[WHAT IS ASKED]
Reproduce character for character the lines of the material from the line that contains "the form [548,264]." through the final line of the material, with both ends included.

[PROVIDED INFORMATION]

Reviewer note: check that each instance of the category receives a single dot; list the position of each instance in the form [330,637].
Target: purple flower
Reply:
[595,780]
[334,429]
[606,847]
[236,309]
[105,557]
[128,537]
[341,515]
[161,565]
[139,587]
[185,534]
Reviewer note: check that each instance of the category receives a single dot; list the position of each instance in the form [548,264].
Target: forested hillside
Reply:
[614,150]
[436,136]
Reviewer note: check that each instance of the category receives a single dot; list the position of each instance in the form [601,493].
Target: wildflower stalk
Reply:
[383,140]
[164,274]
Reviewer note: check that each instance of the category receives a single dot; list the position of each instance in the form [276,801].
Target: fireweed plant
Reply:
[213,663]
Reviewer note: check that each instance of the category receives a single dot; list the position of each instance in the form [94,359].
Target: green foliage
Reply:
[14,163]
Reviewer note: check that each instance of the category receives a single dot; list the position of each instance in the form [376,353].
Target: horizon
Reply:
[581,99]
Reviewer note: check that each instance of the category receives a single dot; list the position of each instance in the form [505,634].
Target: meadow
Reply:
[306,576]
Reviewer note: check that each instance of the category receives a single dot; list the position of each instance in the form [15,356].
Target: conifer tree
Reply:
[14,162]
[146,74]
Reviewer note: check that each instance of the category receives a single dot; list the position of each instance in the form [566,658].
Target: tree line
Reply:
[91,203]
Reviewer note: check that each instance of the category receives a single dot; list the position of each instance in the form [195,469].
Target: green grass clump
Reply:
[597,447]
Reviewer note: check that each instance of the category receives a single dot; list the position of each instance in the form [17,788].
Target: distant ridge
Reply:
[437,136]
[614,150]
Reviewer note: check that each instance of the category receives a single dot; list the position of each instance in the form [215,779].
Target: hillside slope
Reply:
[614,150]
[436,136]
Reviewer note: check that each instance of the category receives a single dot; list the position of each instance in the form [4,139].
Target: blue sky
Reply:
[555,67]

[COMPLETED TASK]
Reviewer note: check that each instance of the category receives a single dot; list the position of each instance in the form [548,264].
Target: forested hillside
Reply:
[614,150]
[436,136]
Reviewer note: check that each instance of the category receives a single dot; list the position of each instance in the form [601,493].
Target: wildflower stalk
Reply:
[383,140]
[164,274]
Reviewer note: check that each instance of the category receives a single dot; list the position of each instance in the form [276,801].
Target: fireweed plant
Reply:
[213,663]
Reviewer note: check that each instance of the category receives a single dot; list the position of each instance in the form [94,359].
Target: green foliage
Reply:
[14,163]
Reviewer note: check that each instance of the category receives a single dot; list the position of each instance in the form [376,353].
Target: horizon
Reply:
[581,99]
Reviewer note: check that each instance of the category receives a single dot; list the position of each instance in the form [505,634].
Target: meadow
Reply:
[306,576]
Reviewer note: check that each instance of the category receives a single dot; list the position of each instance in the form [15,356].
Target: conifer tree
Reply:
[14,162]
[146,74]
Reviewer note: check that each instance of the category receives a single dot; list the position of each instance in the form [566,658].
Target: tree line
Reply:
[91,203]
Reviewer note: check that each instance of the category receives a single dot; list the position of each instance in the form [195,469].
Target: green grass clump
Reply:
[597,447]
Reviewer note: check that each instance of the category receives a single dot; list the position of each instance in the form [17,788].
Target: distant ridge
Reply:
[437,136]
[614,150]
Reviewer note: check that each instance of the category receives a single dot; list the position of each instance in the form [215,779].
Target: hillside slope
Reply:
[614,150]
[436,136]
Reviewer note: check that each instance of the category receives a single dot; list the position of each instance in the form [4,139].
Target: blue sky
Reply:
[555,67]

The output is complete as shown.